Have you ever wondered why those long holds in your yin poses can feel so intense? Wondered how your pose could be blissfully perfect one moment and then nearly untenable in the next? Do you wonder if it's just you having this experience or if this is normal? In today's episode, we'll be exploring some concepts from Yoga Philosophy to answer these questions and more. I'm excited to connect the dots between your physical, mental and energetic experience in your practice, and I think that you will find that this will make your practice even sweeter and more productive.

===============

* Stated problem A *
Duplicate everything in the yoga episode introduction from "Have you ever" down to "and more productive.".
* Stated problem B *
According to the yoga episode introduction, why will the episode explore concepts from Yoga Philosophy? Answer in one to three sentences.

===============

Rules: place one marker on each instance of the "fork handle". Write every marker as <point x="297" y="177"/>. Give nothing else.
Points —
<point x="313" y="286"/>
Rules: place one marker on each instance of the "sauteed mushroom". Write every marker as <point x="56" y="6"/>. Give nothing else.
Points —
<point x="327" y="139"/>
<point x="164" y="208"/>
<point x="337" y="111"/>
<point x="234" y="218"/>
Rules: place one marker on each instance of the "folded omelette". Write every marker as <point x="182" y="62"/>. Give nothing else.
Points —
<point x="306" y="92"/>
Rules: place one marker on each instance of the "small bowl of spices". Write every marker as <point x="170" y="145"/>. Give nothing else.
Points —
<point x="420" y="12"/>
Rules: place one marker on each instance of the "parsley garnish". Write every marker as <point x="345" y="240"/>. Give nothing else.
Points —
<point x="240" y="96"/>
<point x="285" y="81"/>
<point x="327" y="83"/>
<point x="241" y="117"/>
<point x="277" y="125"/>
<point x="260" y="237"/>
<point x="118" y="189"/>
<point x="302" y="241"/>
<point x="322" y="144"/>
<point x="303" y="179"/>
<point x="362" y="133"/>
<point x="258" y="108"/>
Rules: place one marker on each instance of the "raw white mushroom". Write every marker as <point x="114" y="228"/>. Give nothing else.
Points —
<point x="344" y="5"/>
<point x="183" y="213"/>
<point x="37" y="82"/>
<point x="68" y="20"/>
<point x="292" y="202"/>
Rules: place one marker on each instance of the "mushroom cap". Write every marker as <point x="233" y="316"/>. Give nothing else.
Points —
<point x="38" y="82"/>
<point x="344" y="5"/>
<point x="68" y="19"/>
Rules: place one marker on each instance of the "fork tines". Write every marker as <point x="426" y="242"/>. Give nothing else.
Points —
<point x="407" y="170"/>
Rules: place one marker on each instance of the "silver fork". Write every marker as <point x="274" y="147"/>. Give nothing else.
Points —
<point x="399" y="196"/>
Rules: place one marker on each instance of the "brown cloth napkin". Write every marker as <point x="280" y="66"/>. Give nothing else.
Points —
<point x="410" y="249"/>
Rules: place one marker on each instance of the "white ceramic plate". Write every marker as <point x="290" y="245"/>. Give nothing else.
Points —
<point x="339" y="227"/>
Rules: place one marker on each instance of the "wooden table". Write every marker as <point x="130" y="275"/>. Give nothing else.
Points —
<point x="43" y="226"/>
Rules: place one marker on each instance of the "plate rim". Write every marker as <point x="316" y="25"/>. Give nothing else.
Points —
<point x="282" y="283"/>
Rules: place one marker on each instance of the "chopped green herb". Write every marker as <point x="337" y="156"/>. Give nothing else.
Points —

===============

* Full output A *
Have you ever wondered why those long holds in your yin poses can feel so intense? Wondered how your pose could be blissfully perfect one moment and then nearly untenable in the next? Do you wonder if it's just you having this experience or if this is normal? In today's episode, we'll be exploring some concepts from Yoga Philosophy to answer these questions and more. I'm excited to connect the dots between your physical, mental and energetic experience in your practice, and I think that you will find that this will make your practice even sweeter and more productive.

* Full output B *
The episode explores these concepts to answer the questions the introduction raises. These questions ask why long holds in yin poses can feel so intense, how a pose can feel blissfully perfect one moment and nearly untenable the next, and whether this experience is normal.